• Do this: Your task is to repeat the entries word for word while leaving out the pictures.

• Supplied data:
>> begin

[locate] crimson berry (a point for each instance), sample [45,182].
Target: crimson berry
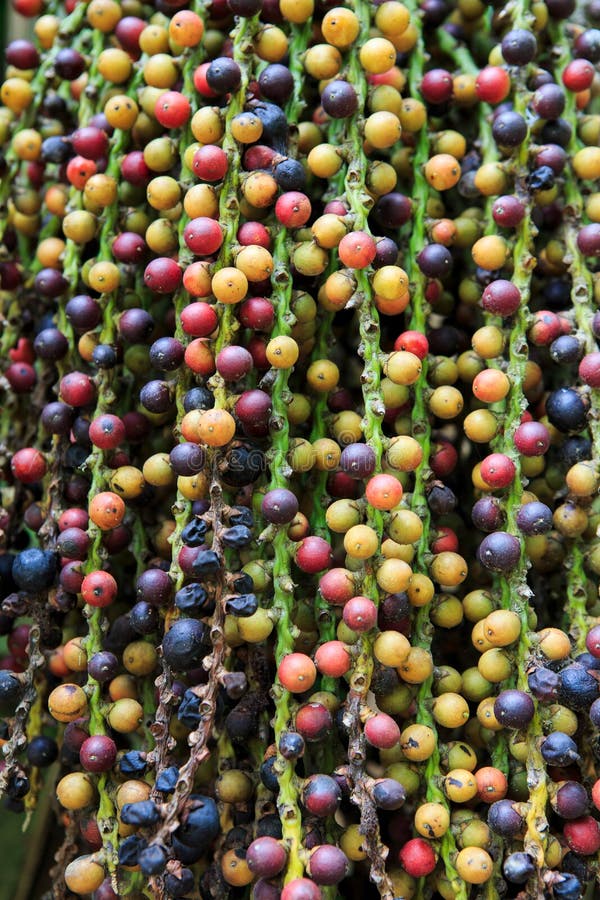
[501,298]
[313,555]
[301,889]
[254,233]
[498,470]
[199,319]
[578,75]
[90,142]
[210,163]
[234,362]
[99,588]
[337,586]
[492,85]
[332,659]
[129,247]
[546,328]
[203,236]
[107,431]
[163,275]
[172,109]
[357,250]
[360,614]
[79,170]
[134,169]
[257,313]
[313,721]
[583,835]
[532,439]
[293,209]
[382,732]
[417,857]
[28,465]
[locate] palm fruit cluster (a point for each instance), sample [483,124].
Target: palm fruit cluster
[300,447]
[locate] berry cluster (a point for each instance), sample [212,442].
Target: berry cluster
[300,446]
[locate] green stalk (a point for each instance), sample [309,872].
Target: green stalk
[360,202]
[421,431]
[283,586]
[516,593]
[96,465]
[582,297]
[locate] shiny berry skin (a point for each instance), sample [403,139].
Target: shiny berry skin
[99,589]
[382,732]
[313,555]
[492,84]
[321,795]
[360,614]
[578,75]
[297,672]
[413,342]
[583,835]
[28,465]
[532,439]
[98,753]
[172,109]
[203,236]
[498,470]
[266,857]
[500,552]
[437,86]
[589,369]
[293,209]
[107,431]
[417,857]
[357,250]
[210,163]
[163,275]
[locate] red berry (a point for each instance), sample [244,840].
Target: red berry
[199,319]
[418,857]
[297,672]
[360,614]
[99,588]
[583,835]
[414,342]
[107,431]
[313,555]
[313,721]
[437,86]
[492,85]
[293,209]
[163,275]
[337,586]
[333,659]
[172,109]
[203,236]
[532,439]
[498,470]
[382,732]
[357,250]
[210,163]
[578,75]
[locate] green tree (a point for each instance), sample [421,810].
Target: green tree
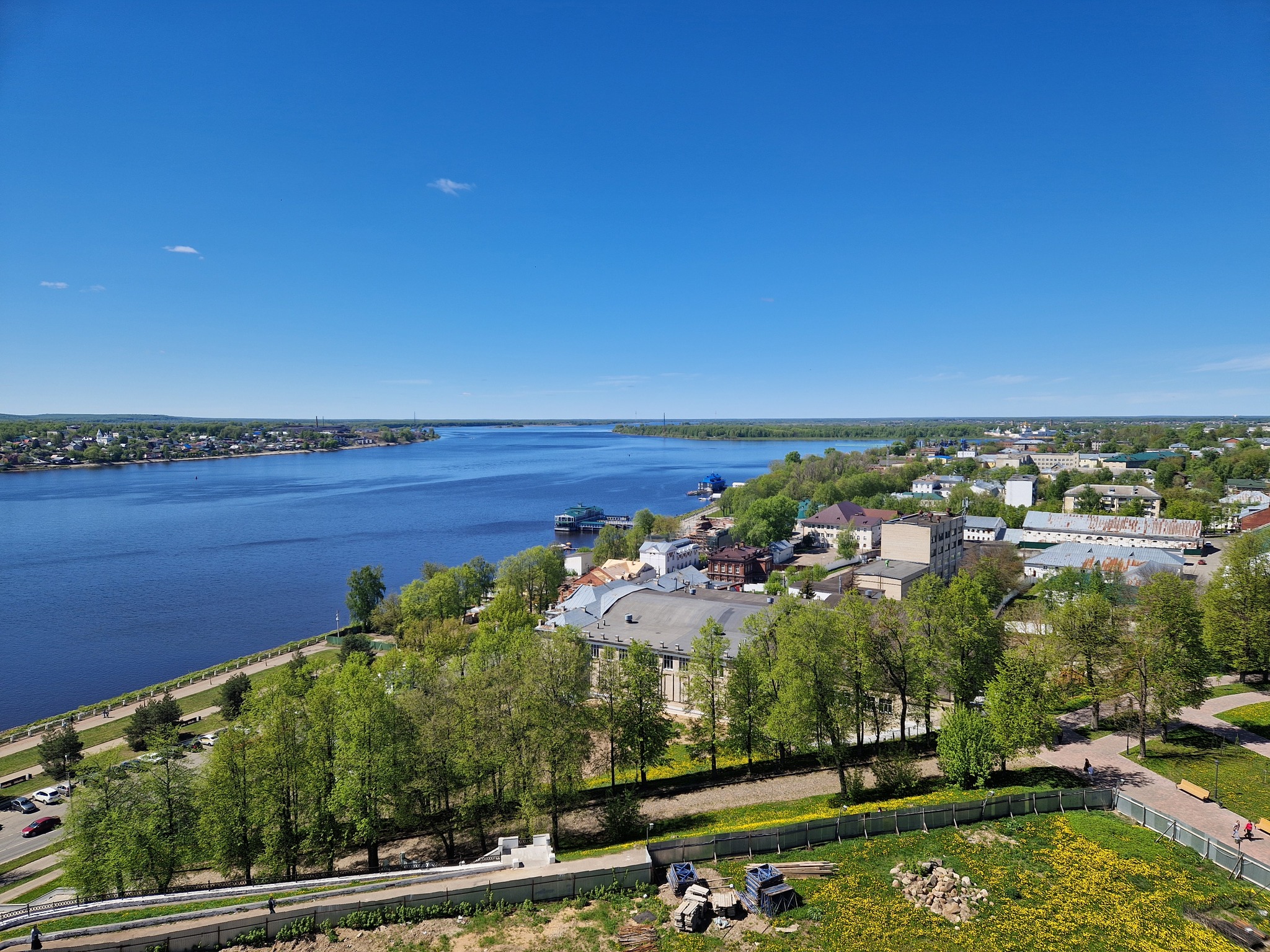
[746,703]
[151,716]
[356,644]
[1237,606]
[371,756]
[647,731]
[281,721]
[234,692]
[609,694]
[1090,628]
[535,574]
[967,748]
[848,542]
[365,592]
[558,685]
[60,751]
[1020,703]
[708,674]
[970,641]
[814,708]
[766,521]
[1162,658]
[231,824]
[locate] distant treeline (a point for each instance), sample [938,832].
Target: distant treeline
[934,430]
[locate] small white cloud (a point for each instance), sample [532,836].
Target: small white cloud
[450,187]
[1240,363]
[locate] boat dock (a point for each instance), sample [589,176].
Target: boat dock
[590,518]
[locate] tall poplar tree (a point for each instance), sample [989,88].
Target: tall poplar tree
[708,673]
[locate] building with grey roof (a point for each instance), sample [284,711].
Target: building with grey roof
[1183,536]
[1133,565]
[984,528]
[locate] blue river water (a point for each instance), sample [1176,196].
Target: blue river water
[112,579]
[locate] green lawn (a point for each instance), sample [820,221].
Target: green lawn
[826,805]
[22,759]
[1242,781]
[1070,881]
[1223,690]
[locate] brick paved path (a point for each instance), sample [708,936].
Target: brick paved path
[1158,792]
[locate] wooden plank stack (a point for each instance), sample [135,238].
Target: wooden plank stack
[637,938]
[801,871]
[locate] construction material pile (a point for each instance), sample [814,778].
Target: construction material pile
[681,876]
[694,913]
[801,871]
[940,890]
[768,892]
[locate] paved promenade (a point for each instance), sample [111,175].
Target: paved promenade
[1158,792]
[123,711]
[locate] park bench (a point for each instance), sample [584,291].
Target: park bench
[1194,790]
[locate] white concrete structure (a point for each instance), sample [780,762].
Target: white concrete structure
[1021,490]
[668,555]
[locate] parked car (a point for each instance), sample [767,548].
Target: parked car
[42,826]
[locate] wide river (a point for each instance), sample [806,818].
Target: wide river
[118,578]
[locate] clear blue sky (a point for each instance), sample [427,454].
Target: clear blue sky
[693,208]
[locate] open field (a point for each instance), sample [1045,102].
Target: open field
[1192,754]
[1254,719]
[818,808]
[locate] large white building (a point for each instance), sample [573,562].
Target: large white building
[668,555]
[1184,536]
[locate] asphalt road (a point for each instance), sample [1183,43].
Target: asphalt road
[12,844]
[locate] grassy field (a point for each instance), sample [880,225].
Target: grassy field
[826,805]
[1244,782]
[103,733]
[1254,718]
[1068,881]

>> end

• Written answer:
[locate] crimson berry (a point for each instance), sample [45,182].
Target: crimson berry
[501,298]
[313,555]
[301,889]
[254,233]
[498,470]
[199,319]
[578,75]
[90,142]
[210,163]
[234,362]
[99,588]
[337,586]
[492,85]
[332,659]
[129,247]
[546,328]
[203,236]
[107,431]
[163,275]
[172,109]
[357,250]
[360,614]
[79,170]
[134,169]
[257,313]
[313,721]
[583,835]
[532,439]
[293,209]
[382,732]
[417,857]
[28,465]
[locate] palm fruit cluster (a point for each instance), sample [483,124].
Target: palm fruit cluster
[300,447]
[locate] berry cluster (a point for each instance), sample [212,442].
Target: berry cluster
[300,446]
[locate] green stalk (a point for each instance), sample [309,872].
Target: green stalk
[360,202]
[421,431]
[283,586]
[516,593]
[96,465]
[582,297]
[locate] shiny berry skin (a point for each instance), sample [403,139].
Target: shiny berry skin
[99,589]
[382,732]
[313,555]
[492,84]
[321,795]
[360,614]
[578,75]
[297,672]
[413,342]
[583,835]
[28,465]
[532,439]
[98,753]
[172,109]
[203,236]
[498,470]
[266,857]
[500,552]
[437,86]
[589,369]
[293,209]
[107,431]
[417,857]
[357,250]
[210,163]
[163,275]
[locate] red berry (a point for each instance), sample [244,840].
Target: red berry
[199,319]
[418,857]
[297,672]
[360,614]
[99,588]
[583,835]
[414,342]
[107,431]
[313,555]
[313,721]
[437,86]
[492,85]
[293,209]
[163,275]
[337,586]
[333,659]
[172,109]
[203,236]
[532,439]
[498,470]
[382,732]
[357,250]
[210,163]
[578,75]
[locate] green tree (a point for each instance), sample [421,810].
Target: green tree
[746,703]
[151,716]
[356,644]
[1237,606]
[371,756]
[647,731]
[281,721]
[234,692]
[609,694]
[1090,628]
[535,574]
[967,748]
[848,542]
[365,592]
[558,685]
[60,751]
[1020,703]
[708,674]
[970,641]
[814,708]
[766,521]
[1162,658]
[231,824]
[locate] distant treeline (a point for each instance), sample [938,832].
Target: distant treeline
[934,430]
[locate] small white cloud (a point for each instance), sample [532,836].
Target: small white cloud
[450,187]
[1240,363]
[locate] boat dock (a point for each instance), sample [589,176].
Target: boat dock
[590,518]
[locate] tall poplar tree (a point for each instance), sample [989,88].
Target: tall poplar tree
[708,673]
[locate] building with grey roof (a point for each instance), sample [284,711].
Target: building with grey roof
[1183,536]
[1133,565]
[984,528]
[locate] blue river water (a point for each instance), sample [1176,196].
Target: blue river water
[112,579]
[locate] green lawn (a point for each instance), sample [820,221].
Target: green lawn
[826,805]
[22,759]
[1242,781]
[1070,881]
[1223,690]
[locate] brick paved path (a point for each instance), sample [708,936].
Target: brick paved path
[1158,792]
[locate] wooden plank stack (a point for each instance), sample [135,238].
Target: wooden plank stack
[637,938]
[801,871]
[locate] construction material pile (a point for each instance), sample [814,778].
Target: construction material pile
[681,876]
[694,913]
[801,871]
[940,890]
[768,892]
[locate] paved promenade (a point for each instance), sample [111,175].
Target: paved promenade
[1158,792]
[123,711]
[locate] park bench (a point for each instance), sample [584,291].
Target: park bench
[1194,790]
[locate] white concrete structure (a point for each instance), sample [780,762].
Target: white concrete structure
[1021,490]
[668,555]
[locate] parked car (a point for each instance), sample [767,548].
Target: parked car
[42,826]
[locate] wide river (a point for each instance), sample [806,818].
Target: wide river
[118,578]
[locate] clear blue sky (a point for each instance), sample [427,454].
Target: clear blue sky
[693,208]
[locate] open field (a point for each instance), sample [1045,102].
Target: open field
[1192,754]
[1254,719]
[818,808]
[locate] large white building (a point for each instance), sample [573,562].
Target: large white building
[668,555]
[1184,536]
[locate] asphalt road (a point for each instance), sample [1183,43].
Target: asphalt road
[12,844]
[locate] grassy field (a point for each instance), sample [880,225].
Target: grassy field
[826,805]
[1244,782]
[103,733]
[1254,718]
[1068,881]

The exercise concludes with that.